The President and Congress need to extend four important Medicaid and Children’s Health Insurance Program (CHIP) provisions that are expiring and that provide health coverage to families leaving welfare for work, assist low-income seniors and people with disabilities with their Medicare premiums, and increase enrollment of eligible low-income children in Medicaid and CHIP, as we explain in a new paper.  Policymakers should extend them in end-of-year legislation that they enact either this month or next.

This week, the Senate Finance Committee and the House Ways and Means Committee are expected to draft legislation that would permanently avert scheduled cuts in payments to doctors under Medicare; if policymakers include such a measure as part of end-of-year legislation, they also should make the four expiring Medicaid and CHIP provisions permanent in the same legislation.

The four provisions are:

Transitional Medical Assistance (TMA):  TMA enables some low-income families that would otherwise lose Medicaid because their earnings have risen (or because they are receiving more child support) to get up to 12 months of temporary Medicaid coverage.  TMA, which expires on December 31, has become a critical source of health care coverage for a substantial number of low-income working families.  It’s particularly important to parents in states that aren’t expanding Medicaid but have the opportunity to work their way off welfare but could lose their Medicaid by taking a low-wage job that lifts their income over their state’s Medicaid income threshold, without gaining affordable coverage through their employer.

Data excerpts:
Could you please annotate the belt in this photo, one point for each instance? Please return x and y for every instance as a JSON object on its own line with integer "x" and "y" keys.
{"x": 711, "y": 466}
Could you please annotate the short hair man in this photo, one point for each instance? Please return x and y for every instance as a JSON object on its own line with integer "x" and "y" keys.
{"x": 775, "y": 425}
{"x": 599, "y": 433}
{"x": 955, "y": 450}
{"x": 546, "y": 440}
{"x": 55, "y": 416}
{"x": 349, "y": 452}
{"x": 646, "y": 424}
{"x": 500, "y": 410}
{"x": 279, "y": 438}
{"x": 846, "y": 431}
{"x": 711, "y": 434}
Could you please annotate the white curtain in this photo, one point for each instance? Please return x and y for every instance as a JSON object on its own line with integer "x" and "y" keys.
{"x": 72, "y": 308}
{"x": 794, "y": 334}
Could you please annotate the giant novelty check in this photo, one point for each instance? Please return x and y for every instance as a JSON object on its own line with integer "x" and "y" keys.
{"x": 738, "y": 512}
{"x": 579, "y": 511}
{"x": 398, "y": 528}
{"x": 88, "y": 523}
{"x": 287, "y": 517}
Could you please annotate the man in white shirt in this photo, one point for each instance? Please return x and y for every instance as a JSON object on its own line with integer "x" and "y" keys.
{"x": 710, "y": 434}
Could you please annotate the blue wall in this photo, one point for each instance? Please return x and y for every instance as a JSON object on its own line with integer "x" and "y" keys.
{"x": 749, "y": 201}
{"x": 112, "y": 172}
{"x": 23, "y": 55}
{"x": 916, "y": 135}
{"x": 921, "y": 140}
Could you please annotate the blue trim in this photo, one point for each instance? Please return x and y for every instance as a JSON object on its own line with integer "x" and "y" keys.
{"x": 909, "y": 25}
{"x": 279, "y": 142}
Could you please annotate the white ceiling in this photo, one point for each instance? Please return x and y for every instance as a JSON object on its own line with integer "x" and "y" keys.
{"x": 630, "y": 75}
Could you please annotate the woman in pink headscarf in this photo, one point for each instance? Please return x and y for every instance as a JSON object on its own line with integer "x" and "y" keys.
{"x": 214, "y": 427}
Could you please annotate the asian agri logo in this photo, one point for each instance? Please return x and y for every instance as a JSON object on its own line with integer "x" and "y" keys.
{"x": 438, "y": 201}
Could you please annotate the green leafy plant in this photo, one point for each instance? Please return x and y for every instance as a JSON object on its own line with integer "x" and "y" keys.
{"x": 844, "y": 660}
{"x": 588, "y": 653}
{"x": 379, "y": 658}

Complete the following:
**a)** According to the text on the expiring Medicaid and CHIP provisions, on what date does Transitional Medical Assistance expire?
**b)** Using the text on the expiring Medicaid and CHIP provisions, explain why Transitional Medical Assistance is particularly important to parents in states that are not expanding Medicaid.
**c)** Continue the text on the expiring Medicaid and CHIP provisions from the point where it stops.

Answers provided:
**a)** December 31.

**b)** Such parents could lose their Medicaid by taking a low-wage job that raises their income above the state's Medicaid income threshold. Taking that job would not necessarily give them affordable coverage through their employer.

**c)**
Qualifying Individuals Program (QI):  Under QI, which also expires on December 31, states receive federal funding to defray Medicare Part B premiums for beneficiaries with incomes between 120 percent and 135 percent of the poverty line.  About 520,000 near-poor elderly and disabled people received this assistance in fiscal year 2011.  Without an extension, low-income seniors and people with disabilities will lose QI benefits that cover the full cost of their Part B premiums, which totaled $1,259 in in 2013.

CHIPRA Performance Bonuses:  Under the 2009 Children’s Health Insurance Program Reauthorization Act (CHIPRA), states can receive annual “performance bonuses” by implementing strategies that make it easier for states to enroll eligible low-income children in Medicaid and CHIP and reaching state-specific targets for boosting Medicaid enrollment among eligible children.  The bonuses are designed to offset some state costs in enrolling more eligible children.


For fiscal year 2012, 23 states received about $300 million in bonuses.  The simplifications that states instituted have contributed to coverage gains among children; in 2012 — a year in which nearly half of states instituted one or more simplification procedure — the share of children without health coverage reached a historic low of 8.9 percent, according to Census data, marking a 25 percent reduction since 1999 (see chart).

The CHIPRA performance bonuses expired at the end of September.  Continuing their availability will help maintain progress in shrinking the numbers of uninsured low-income children.

Express Lane Eligibility (ELE):  Under ELE, states can use eligibility information from other low-income programs — such as SNAP (formerly known as food stamps) — to streamline enrollment of eligible children in Medicaid and CHIP.  ELE taps information on income, household size, and other eligibility factors that a state agency has already collected to determine an individual’s eligibility for another low-income program, rather than collecting and evaluating the same information all over again for Medicaid or CHIP.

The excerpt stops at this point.